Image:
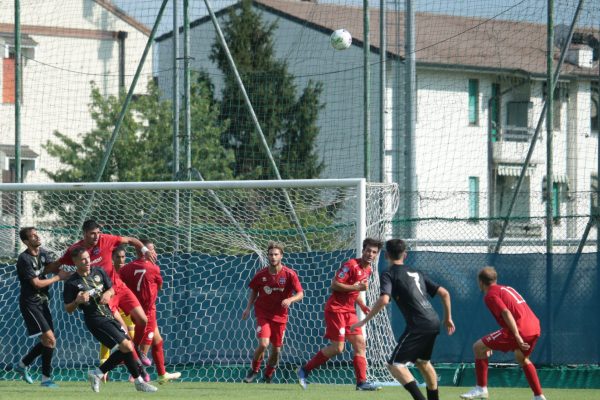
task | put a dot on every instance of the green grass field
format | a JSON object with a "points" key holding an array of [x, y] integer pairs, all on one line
{"points": [[18, 390]]}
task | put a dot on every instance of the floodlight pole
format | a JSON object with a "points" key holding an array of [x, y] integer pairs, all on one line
{"points": [[18, 84], [261, 135]]}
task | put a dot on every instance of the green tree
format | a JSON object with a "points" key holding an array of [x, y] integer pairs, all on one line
{"points": [[288, 121]]}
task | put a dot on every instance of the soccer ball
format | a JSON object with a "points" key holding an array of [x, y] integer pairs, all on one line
{"points": [[341, 39]]}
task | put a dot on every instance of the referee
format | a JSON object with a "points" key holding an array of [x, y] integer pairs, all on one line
{"points": [[411, 290], [33, 303], [90, 289]]}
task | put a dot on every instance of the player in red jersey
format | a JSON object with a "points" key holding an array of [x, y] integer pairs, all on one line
{"points": [[340, 314], [272, 293], [100, 246], [520, 330], [143, 277]]}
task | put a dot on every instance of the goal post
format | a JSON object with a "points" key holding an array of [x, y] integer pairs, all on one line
{"points": [[229, 225]]}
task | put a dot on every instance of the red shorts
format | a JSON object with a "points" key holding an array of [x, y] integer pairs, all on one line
{"points": [[338, 325], [274, 331], [123, 299], [502, 340], [146, 335]]}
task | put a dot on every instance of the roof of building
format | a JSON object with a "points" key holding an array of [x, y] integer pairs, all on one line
{"points": [[441, 40], [107, 4]]}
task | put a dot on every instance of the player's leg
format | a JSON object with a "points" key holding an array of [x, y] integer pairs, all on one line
{"points": [[263, 334], [529, 369], [159, 359], [482, 350], [277, 335]]}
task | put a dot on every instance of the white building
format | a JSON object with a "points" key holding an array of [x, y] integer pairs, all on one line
{"points": [[480, 91]]}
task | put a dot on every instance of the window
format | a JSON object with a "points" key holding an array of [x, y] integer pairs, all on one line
{"points": [[473, 101], [473, 197]]}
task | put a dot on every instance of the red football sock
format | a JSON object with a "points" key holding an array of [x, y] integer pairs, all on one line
{"points": [[318, 360], [256, 364], [532, 378], [360, 368], [269, 371], [158, 355], [481, 367]]}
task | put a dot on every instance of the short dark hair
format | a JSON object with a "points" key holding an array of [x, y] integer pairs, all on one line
{"points": [[77, 251], [370, 242], [24, 233], [488, 275], [90, 225], [118, 249], [275, 245], [395, 248]]}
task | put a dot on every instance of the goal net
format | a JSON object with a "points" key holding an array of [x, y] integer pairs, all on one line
{"points": [[211, 238]]}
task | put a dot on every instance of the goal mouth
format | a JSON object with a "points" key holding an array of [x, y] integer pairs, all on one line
{"points": [[211, 238]]}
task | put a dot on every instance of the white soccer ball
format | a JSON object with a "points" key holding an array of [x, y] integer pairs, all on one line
{"points": [[341, 39]]}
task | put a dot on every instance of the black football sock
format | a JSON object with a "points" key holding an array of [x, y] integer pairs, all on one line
{"points": [[47, 361], [413, 389], [131, 365], [114, 360], [33, 354]]}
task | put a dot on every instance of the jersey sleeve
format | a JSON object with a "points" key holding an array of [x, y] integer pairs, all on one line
{"points": [[25, 269], [495, 304], [69, 293], [386, 284], [430, 286]]}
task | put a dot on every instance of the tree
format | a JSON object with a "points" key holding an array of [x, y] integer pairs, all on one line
{"points": [[288, 121]]}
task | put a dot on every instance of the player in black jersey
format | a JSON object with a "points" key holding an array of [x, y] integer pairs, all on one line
{"points": [[411, 291], [90, 289], [33, 303]]}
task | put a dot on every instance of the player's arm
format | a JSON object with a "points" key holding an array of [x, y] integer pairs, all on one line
{"points": [[379, 305], [82, 297], [512, 327], [139, 246], [251, 299], [445, 297]]}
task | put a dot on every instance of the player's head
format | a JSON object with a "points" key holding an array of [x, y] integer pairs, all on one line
{"points": [[81, 259], [149, 244], [275, 253], [370, 250], [487, 276], [29, 237], [395, 250], [118, 257], [91, 232]]}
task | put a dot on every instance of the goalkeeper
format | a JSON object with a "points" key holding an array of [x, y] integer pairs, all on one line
{"points": [[271, 293], [143, 277], [90, 289]]}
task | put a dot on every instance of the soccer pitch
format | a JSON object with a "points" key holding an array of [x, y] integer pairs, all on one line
{"points": [[17, 390]]}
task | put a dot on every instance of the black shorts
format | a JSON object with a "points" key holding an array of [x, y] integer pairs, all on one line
{"points": [[413, 346], [37, 318], [107, 331]]}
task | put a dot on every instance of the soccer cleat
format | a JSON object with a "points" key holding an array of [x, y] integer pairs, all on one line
{"points": [[250, 376], [302, 375], [476, 393], [162, 379], [144, 387], [367, 386], [145, 360], [24, 372], [94, 381]]}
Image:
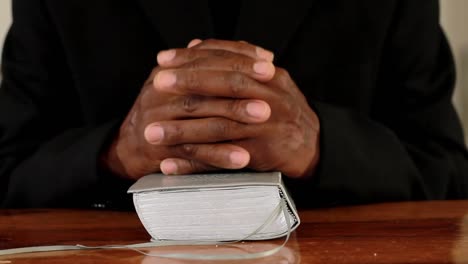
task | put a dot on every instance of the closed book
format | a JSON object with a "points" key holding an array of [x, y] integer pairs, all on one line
{"points": [[214, 207]]}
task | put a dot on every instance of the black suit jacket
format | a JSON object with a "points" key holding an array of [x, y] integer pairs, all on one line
{"points": [[379, 74]]}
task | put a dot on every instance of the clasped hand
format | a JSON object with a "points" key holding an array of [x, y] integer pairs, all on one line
{"points": [[216, 105]]}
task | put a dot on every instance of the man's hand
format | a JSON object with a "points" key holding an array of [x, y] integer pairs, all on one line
{"points": [[287, 141], [193, 128]]}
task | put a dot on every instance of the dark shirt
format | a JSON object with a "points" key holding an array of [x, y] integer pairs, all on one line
{"points": [[224, 17]]}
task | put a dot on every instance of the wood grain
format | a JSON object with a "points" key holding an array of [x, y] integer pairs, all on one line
{"points": [[413, 232]]}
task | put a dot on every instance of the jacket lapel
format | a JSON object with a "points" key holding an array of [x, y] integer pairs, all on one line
{"points": [[179, 21], [273, 28]]}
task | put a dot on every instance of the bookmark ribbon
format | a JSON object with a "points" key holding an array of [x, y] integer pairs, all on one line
{"points": [[281, 208]]}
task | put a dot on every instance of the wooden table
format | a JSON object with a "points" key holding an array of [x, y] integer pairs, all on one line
{"points": [[424, 232]]}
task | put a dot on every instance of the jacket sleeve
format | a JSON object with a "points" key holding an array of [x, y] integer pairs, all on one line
{"points": [[411, 146], [48, 157]]}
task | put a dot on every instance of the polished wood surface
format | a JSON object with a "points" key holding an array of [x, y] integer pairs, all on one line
{"points": [[415, 232]]}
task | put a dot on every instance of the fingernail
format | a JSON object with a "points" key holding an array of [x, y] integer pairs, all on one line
{"points": [[169, 167], [165, 79], [166, 56], [265, 54], [257, 109], [264, 68], [238, 158], [194, 42], [154, 134]]}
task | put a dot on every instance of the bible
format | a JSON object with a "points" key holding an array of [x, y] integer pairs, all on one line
{"points": [[215, 207]]}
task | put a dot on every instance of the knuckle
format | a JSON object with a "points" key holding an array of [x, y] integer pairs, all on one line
{"points": [[234, 107], [238, 83], [191, 103], [192, 82], [209, 42], [282, 72], [222, 128], [193, 65], [175, 134], [190, 54], [221, 53], [188, 150], [240, 65]]}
^^^^
The task: Leave out every line before the one containing "task | put a dot on every instance of the polished"; set down that line and all remaining lines of the material exactly.

Response to this exercise:
task | put a dot on every instance of the polished wood surface
format | a JSON object with a "points" key holding an array of [x, y] integer pairs, all on one line
{"points": [[415, 232]]}
task | put a dot on every instance of the fingernail
format | a JSON object with a "points" key holding an array of [x, y] integer pairs, all on one line
{"points": [[169, 167], [165, 79], [166, 56], [265, 54], [257, 109], [264, 68], [238, 158], [194, 42], [154, 134]]}
task | put a dot on every instance of the bible
format | a JSON object with a "points" key holding an array of [x, y] integer pairs, all on one line
{"points": [[215, 207]]}
task | put a dot on every instance of the knuckle
format | a JSON object with a "points" key holding an array of [x, y] integer pairs, all on one line
{"points": [[234, 107], [238, 83], [191, 103], [192, 82], [209, 42], [282, 72], [222, 128], [193, 65], [175, 134], [190, 54], [221, 53], [188, 150], [240, 65]]}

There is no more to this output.